• **Task brief**
Reproduce nothing but the lines from the one with "Target: large terracotta planter" down to the last line of the data below.

[Items from a dataset]
-- Opening Marker --

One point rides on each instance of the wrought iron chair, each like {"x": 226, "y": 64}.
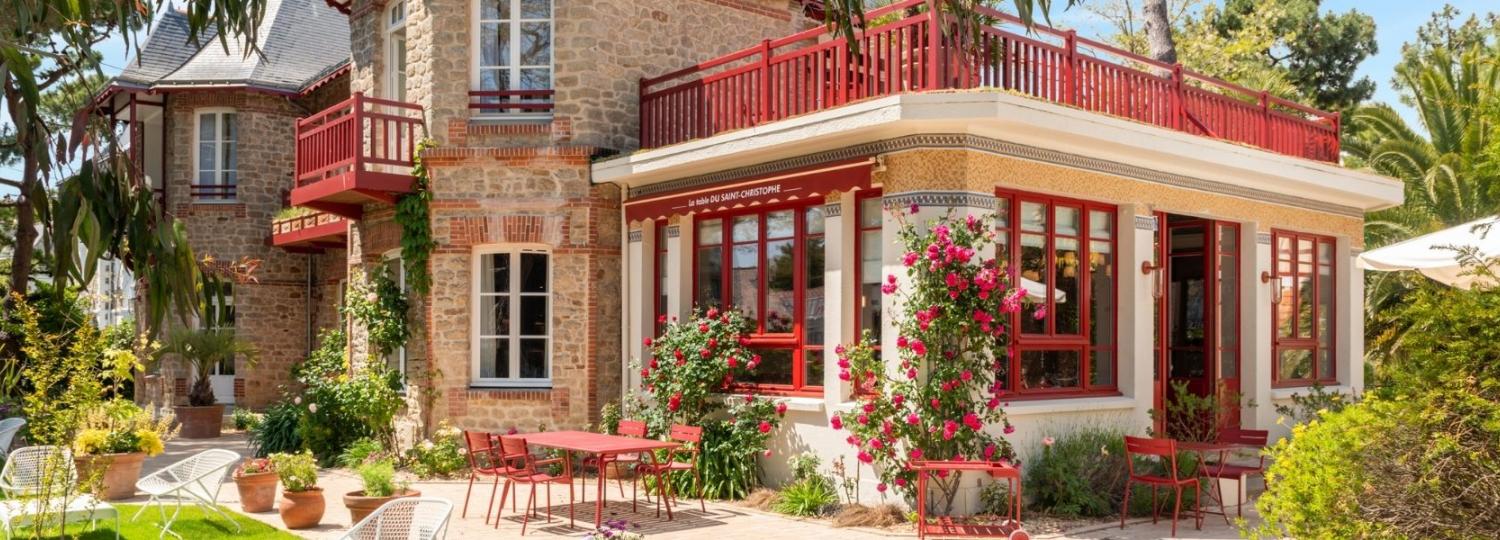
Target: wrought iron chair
{"x": 8, "y": 429}
{"x": 1166, "y": 450}
{"x": 1223, "y": 470}
{"x": 195, "y": 480}
{"x": 524, "y": 470}
{"x": 30, "y": 479}
{"x": 683, "y": 458}
{"x": 405, "y": 519}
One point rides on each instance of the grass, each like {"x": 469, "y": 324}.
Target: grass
{"x": 191, "y": 524}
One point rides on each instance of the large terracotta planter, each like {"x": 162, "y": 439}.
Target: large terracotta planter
{"x": 257, "y": 491}
{"x": 200, "y": 422}
{"x": 302, "y": 509}
{"x": 117, "y": 473}
{"x": 362, "y": 506}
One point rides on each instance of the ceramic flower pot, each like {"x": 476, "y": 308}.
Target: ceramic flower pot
{"x": 362, "y": 506}
{"x": 200, "y": 422}
{"x": 257, "y": 491}
{"x": 116, "y": 473}
{"x": 302, "y": 509}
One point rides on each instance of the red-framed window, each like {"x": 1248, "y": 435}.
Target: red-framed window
{"x": 869, "y": 218}
{"x": 1062, "y": 252}
{"x": 1302, "y": 344}
{"x": 660, "y": 302}
{"x": 768, "y": 264}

-- Closing Marker --

• **Finished exercise**
Target: large terracotta planter
{"x": 257, "y": 491}
{"x": 200, "y": 422}
{"x": 302, "y": 509}
{"x": 117, "y": 473}
{"x": 362, "y": 506}
One point rides on each instance of the ceramic flower pot, each like {"x": 476, "y": 308}.
Target: ceramic flower pot
{"x": 362, "y": 506}
{"x": 200, "y": 422}
{"x": 257, "y": 491}
{"x": 116, "y": 473}
{"x": 302, "y": 509}
One point rides on each instance of the red-framed window, each like {"x": 1248, "y": 435}.
Target: red-framed window
{"x": 869, "y": 218}
{"x": 1062, "y": 252}
{"x": 1302, "y": 344}
{"x": 660, "y": 302}
{"x": 768, "y": 264}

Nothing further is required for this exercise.